[[ Excerpt to read open ]]
After all, it is not worth spending time and effort in a bad relationship. And contrary to popular belief, a toxic person isn’t limited to just a partner but can also be parents, in-laws, siblings or relatives.

But what would you do if you are living in a toxic household?

A similar concern was shared by a Reddit mum who said, “My husband and I aren’t in contact with my mom or his aunt as they’ve been pretty cruel to me in the past.”

But, it became awkward when the user sat down with her kids (aged 5 and 7) to explain why they are not in touch with these relatives.  

When You Cut Off Toxic People From Your Life

Screengrab: Reddit

 
The woman mentioned in her post that both her mom and her husband’s aunt never acknowledged their mistakes nor there was an apology to do things better. 
With the help of a marriage counsellor, they have set up boundaries and since then, these two women didn’t bother to improve. “Seems they rather die than say sorry or just be nice,” says the user.
 
The mum took a child-friendly approach to tell her children about their toxic relationships. She said, “So and so isn’t nice to mommy. They don’t want to talk about it or say sorry so we are on a timeout/break now.”
 
She further shared that she plans to be frank with them when they are at an age to understand.
 
Adding that her husband is now mad at her after she tried to explain to her kids why they are not talking to their relatives. “He doesn’t like children thinking they’re entitled to adult issues. Or that they think they can put adults on timeouts,” says the mum.
[[ Excerpt to read closed ]]
[[ Source material open ]]
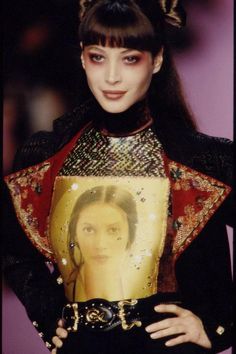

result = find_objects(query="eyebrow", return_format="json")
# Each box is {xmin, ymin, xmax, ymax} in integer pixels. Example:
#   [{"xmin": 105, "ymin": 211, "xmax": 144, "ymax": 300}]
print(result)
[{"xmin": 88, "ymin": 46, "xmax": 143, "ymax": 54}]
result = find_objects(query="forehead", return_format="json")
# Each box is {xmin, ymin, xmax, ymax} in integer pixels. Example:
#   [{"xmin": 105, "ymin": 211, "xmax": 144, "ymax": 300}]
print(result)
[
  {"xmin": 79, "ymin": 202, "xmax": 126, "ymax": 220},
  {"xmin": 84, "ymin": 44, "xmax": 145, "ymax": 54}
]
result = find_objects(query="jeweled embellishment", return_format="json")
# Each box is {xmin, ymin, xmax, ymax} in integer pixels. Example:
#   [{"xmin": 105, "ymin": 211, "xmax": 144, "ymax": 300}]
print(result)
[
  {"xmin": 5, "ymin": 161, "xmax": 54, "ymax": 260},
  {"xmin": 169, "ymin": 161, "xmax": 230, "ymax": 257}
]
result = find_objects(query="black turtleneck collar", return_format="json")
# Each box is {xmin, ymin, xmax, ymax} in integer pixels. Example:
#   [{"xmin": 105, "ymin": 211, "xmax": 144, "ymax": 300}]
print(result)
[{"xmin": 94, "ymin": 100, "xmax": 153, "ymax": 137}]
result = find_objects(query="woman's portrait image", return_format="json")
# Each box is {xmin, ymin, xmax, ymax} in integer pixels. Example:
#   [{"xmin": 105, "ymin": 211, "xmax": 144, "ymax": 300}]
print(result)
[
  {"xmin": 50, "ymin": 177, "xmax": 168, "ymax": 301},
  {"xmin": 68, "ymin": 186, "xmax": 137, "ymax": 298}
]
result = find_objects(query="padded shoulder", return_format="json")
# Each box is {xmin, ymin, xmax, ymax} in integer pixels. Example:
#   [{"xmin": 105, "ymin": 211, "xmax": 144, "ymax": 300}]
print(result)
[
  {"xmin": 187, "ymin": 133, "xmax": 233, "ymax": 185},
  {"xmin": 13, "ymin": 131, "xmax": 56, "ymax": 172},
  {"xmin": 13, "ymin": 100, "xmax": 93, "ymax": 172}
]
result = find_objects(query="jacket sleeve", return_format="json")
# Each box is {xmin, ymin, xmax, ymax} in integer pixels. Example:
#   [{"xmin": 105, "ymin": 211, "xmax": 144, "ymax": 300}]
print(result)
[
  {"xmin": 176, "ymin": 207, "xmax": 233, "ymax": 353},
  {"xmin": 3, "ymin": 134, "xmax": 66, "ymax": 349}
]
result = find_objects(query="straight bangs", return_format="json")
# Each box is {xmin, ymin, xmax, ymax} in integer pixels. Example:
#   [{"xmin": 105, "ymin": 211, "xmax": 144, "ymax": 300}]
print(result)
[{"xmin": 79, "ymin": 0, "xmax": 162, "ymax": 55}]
[[ Source material closed ]]
Work order 1:
Answer these questions using the passage about the Reddit mum:
(a) How old are the user's kids?
(b) Who helped the couple set up boundaries with the two relatives?
(c) What does the husband not like children thinking?
Work order 2: Extend the passage about the Reddit mum by a few paragraphs, picking up right after its final sentence.

Written reply 1:
(a) 5 and 7.
(b) A marriage counselor.
(c) That they're entitled to adult issues, or that they can put adults on timeouts.

Written reply 2:
 
He got so mad at her and said, “How about I tell them the same about your mom that you did with my aunt?”
 
The woman shared what upsets her is that in spite of being mistreated she is still expected to continue to protect the reputation of her family. “I want my kids to enjoy their childhoods but I absolutely plan on telling them everything about my dysfunctional parents.  Also, why they are not in contact with any of them. I’ve had enough of people treating me poorly and then covering up for them,” she wrote.
 
While the husband clearly wants to keep the kids out of the adult family issues, his wife feels there is no reason to lie to them.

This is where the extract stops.